▶ Information supplied:
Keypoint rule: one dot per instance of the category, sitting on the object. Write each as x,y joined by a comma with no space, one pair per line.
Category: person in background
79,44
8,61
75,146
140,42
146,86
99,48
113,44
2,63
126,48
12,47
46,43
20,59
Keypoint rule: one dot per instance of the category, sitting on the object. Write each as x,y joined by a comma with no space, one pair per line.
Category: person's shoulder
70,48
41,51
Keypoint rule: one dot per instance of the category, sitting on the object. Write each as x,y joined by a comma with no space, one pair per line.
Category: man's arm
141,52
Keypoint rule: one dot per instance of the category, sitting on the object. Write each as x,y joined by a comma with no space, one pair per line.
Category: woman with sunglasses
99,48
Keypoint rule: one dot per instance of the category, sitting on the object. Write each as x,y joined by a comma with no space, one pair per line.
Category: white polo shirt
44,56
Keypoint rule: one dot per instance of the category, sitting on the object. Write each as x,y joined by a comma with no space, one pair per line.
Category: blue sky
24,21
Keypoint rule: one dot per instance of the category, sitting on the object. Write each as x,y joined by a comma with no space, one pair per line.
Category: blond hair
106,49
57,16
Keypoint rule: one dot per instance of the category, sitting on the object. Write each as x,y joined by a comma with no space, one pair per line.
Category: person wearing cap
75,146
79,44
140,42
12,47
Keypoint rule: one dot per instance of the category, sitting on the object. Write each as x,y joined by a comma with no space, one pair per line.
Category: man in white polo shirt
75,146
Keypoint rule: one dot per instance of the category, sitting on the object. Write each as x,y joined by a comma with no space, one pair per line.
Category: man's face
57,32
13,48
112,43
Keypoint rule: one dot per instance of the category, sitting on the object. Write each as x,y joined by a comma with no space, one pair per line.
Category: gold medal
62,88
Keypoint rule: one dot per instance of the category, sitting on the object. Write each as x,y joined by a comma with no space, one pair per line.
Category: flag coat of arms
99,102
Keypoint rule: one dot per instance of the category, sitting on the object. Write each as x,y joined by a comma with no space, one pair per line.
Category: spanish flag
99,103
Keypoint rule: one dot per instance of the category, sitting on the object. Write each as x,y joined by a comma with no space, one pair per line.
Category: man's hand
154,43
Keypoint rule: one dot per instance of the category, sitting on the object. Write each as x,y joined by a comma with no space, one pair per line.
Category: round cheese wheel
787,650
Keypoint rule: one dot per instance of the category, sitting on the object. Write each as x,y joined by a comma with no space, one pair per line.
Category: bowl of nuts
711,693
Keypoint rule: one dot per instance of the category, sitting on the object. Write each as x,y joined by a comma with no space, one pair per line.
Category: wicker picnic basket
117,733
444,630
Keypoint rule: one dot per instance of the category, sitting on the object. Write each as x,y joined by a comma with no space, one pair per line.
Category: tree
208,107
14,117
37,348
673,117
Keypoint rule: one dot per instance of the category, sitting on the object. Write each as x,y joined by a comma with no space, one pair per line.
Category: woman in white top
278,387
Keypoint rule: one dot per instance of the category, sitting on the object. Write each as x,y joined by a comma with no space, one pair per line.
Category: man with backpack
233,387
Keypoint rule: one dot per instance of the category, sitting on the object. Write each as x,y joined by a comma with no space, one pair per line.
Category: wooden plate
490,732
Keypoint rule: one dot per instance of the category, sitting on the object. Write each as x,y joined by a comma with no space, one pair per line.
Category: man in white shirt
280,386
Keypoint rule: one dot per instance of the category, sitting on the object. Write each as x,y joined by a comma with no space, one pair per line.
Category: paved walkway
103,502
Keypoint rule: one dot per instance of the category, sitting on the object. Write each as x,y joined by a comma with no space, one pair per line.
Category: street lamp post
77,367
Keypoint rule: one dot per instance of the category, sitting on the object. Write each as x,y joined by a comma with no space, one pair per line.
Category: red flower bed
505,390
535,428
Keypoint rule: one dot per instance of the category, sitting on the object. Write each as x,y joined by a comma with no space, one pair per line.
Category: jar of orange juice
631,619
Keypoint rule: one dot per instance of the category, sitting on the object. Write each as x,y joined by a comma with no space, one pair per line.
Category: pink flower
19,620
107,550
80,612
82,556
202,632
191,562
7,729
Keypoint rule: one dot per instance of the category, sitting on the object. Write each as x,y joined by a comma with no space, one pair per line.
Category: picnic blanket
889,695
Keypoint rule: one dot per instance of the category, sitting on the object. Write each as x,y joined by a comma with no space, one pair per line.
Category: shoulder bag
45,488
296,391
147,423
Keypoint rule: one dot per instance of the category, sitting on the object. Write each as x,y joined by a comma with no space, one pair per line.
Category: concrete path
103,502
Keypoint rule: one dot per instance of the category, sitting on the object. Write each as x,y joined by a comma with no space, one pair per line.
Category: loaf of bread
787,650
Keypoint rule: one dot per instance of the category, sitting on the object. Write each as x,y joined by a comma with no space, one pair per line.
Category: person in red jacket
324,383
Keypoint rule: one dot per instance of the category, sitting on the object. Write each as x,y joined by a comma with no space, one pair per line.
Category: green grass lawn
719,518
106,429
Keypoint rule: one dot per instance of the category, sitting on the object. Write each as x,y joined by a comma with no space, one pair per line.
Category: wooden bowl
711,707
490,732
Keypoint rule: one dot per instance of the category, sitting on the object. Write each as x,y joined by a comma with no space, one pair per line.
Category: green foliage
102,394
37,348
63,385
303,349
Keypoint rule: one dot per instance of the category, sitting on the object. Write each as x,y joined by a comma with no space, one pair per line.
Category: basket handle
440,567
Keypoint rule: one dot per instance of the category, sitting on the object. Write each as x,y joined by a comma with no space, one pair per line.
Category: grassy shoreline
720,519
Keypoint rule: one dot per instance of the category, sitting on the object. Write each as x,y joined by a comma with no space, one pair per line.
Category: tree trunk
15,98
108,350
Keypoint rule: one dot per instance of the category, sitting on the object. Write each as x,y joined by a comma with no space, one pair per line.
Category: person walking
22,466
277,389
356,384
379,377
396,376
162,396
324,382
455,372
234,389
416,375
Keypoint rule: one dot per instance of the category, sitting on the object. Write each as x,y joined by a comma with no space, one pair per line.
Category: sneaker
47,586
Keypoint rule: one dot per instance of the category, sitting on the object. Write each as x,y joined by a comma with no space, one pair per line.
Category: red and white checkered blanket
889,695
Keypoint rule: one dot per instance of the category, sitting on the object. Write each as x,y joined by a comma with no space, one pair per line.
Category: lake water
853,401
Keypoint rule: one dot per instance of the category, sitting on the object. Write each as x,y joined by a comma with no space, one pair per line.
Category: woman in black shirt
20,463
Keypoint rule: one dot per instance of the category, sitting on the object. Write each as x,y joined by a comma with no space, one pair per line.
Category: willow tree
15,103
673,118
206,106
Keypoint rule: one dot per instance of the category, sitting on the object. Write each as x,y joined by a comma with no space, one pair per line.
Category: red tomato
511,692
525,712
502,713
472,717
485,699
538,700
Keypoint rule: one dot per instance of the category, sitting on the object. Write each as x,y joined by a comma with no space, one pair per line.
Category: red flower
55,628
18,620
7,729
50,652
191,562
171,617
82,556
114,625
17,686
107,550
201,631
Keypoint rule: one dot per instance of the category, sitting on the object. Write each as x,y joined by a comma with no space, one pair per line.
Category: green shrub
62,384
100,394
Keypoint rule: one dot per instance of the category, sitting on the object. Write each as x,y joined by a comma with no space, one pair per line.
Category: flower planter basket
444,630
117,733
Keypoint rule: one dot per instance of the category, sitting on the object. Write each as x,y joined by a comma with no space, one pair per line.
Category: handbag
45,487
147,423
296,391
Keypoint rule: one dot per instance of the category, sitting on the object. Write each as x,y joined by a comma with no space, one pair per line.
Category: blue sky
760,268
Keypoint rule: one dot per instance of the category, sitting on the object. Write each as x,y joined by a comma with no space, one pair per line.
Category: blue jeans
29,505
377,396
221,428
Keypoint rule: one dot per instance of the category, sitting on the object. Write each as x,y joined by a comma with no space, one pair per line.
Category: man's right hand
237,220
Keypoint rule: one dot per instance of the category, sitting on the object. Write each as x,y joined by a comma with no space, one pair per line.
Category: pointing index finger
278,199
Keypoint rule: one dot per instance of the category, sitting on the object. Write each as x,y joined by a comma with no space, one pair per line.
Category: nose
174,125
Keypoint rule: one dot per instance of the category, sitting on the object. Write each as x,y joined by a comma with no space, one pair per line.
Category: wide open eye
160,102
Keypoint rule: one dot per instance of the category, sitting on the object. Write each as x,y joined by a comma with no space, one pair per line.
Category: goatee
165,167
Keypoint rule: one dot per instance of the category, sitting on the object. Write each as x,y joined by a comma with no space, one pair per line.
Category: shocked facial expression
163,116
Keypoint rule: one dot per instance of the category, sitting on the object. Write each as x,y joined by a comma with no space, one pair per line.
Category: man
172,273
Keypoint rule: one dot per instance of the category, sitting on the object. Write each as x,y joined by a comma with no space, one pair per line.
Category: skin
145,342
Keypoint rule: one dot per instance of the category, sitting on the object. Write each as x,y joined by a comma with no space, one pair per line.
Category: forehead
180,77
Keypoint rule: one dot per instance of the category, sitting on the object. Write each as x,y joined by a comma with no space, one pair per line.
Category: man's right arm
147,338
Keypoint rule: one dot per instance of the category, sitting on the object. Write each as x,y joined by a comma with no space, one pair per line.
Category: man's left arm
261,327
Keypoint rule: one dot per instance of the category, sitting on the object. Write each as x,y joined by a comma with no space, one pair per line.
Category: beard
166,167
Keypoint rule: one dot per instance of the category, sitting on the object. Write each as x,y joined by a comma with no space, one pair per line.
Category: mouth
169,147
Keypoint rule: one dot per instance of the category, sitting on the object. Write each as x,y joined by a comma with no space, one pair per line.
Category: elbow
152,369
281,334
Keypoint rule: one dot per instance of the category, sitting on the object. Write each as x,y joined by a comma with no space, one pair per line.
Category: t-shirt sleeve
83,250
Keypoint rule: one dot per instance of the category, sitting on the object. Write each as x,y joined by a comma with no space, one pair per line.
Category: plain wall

▶ Requirements: Report every line in the records that contains the string "blanket". Case counts.

▶ Result:
Category: picnic blanket
Category: red and white checkered blanket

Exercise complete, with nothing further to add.